= Beginning of Section =

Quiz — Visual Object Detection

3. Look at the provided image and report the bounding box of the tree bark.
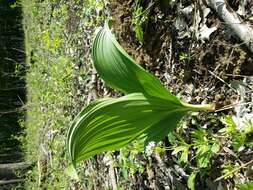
[0,162,29,179]
[203,0,253,53]
[0,179,24,185]
[0,153,23,164]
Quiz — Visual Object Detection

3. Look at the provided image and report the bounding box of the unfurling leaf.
[67,20,215,166]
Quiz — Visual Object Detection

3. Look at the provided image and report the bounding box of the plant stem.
[214,160,253,182]
[180,101,216,112]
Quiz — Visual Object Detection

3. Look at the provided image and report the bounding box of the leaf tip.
[65,164,79,181]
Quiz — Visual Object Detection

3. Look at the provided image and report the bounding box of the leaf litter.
[64,0,253,189]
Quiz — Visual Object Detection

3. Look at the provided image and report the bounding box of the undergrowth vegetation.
[22,0,74,188]
[21,0,253,189]
[21,0,103,188]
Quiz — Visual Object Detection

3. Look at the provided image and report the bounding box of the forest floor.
[21,0,253,189]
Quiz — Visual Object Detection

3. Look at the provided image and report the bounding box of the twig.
[214,160,253,182]
[204,0,253,53]
[135,2,154,18]
[108,156,117,190]
[225,74,253,78]
[215,102,253,112]
[0,87,26,91]
[0,179,25,185]
[208,70,237,92]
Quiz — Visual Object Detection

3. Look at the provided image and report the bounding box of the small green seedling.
[220,115,253,151]
[132,0,151,43]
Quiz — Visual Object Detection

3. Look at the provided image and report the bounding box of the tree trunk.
[0,162,29,179]
[204,0,253,53]
[0,179,24,185]
[0,152,23,164]
[0,179,24,190]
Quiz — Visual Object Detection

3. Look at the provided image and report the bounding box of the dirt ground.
[70,0,253,189]
[107,0,253,189]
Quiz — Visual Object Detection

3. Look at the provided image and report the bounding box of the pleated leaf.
[67,93,190,165]
[92,21,180,103]
[67,21,215,167]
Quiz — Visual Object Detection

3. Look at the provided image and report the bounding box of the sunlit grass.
[21,0,76,188]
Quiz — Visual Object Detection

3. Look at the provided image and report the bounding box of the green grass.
[21,0,82,188]
[23,15,71,190]
[21,0,106,188]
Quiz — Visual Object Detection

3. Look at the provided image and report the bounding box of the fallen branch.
[203,0,253,53]
[0,179,24,185]
[0,162,29,180]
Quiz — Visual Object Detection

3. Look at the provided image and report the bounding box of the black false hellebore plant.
[67,21,215,173]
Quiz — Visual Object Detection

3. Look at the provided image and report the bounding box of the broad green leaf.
[92,20,180,103]
[67,21,215,167]
[67,93,190,165]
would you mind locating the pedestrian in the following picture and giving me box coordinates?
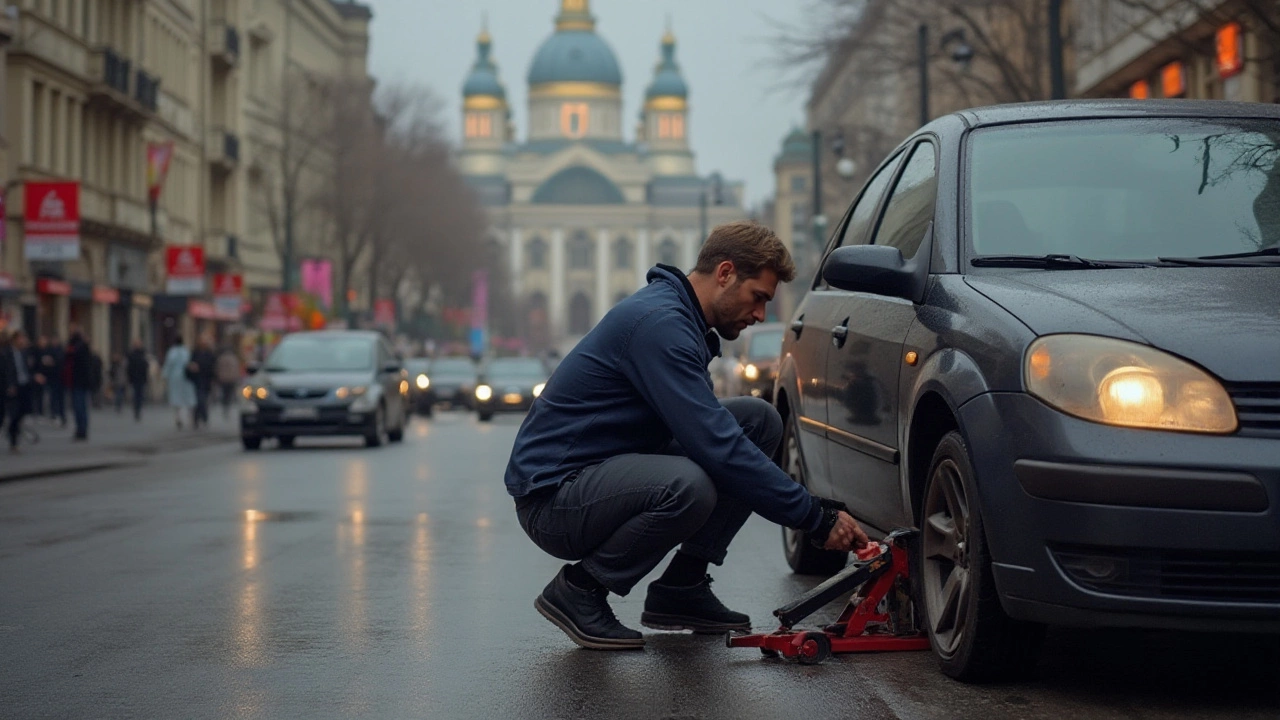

= End of Section =

## WHAT IS REQUIRED
Print each record exactly as it stands, omitting the pictures.

## RESPONSE AREA
Quiz — Visual Object Detection

3. Look at the provided image and report the bounding box of the tree bark.
[0,162,29,179]
[203,0,253,53]
[0,179,24,185]
[0,153,23,164]
Quiz — Visual Object Detection

3. Look at the provided image and report the bounding box of the unfurling leaf.
[67,20,215,166]
Quiz — Visual Object Detection

3. Look at the provided image and report the bounding box of the plant stem.
[214,160,253,182]
[180,101,216,112]
Quiz — Visual Object Detection

3. Look at the provided image and report the bounding box of the leaf tip.
[65,164,79,181]
Quiz — Visual Object Detection

3. Look at the provided image and report the bounding box of the leaf litter.
[64,0,253,189]
Quiz — Visual Object Detection

3. Look at the provided image and report the bounding box of the undergrowth vegetation.
[22,0,74,188]
[21,0,253,189]
[21,0,103,188]
Quiz — Visual Object Detection

3. Look at the provided image and report the bounding box of the forest floor.
[21,0,253,189]
Quiz — Visual Object Detection

3. Look at the provided image and report the bounding box of the twig.
[214,160,253,182]
[204,0,253,53]
[135,2,154,18]
[108,156,117,190]
[225,74,253,78]
[215,102,253,112]
[0,87,26,91]
[0,179,25,185]
[208,70,237,92]
Quiz — Visual Object Detection

3. Look at the provided image and report the bounding box of the small green seedling.
[220,115,253,151]
[132,0,151,43]
Quiz — Visual Object Detection

3. Look at the provided image and report the bounding box of the tree trunk.
[0,162,29,179]
[204,0,253,53]
[0,179,24,185]
[0,152,23,164]
[0,179,24,190]
Quiz — Visual Object Detection

3. Look at the provided image and report the bounding box of the dirt ground.
[70,0,253,189]
[107,0,253,189]
Quiz — Visual Object Detection

3. Look at the provided image and report the bounding box of the pleated leaf.
[67,93,190,165]
[92,21,180,103]
[67,21,215,167]
Quiz — Visual Object Detection

3. Look at the provided image and report the bounding box of the sunlit grass.
[21,0,76,188]
Quiz — Visual Object Detection

3. Look at the provided image and report the bounding box of the green grass.
[21,0,82,188]
[23,15,71,190]
[21,0,106,188]
Quiz — Visual Object Detection

3. Look at the provided image and report the bounding box of the fallen branch.
[203,0,253,53]
[0,179,24,185]
[0,162,29,180]
Quiz — Visual Object Detection

3. Look at the provided image and report the bounding box of the black false hellebore plant.
[67,21,215,173]
Quiz — Visual Object Detection

3. Look at the provided image and report the bounding box of the broad green leaf.
[92,20,180,103]
[67,21,215,167]
[67,93,190,165]
would you mind locating the pedestrian in the following picture and giving me box coordinates?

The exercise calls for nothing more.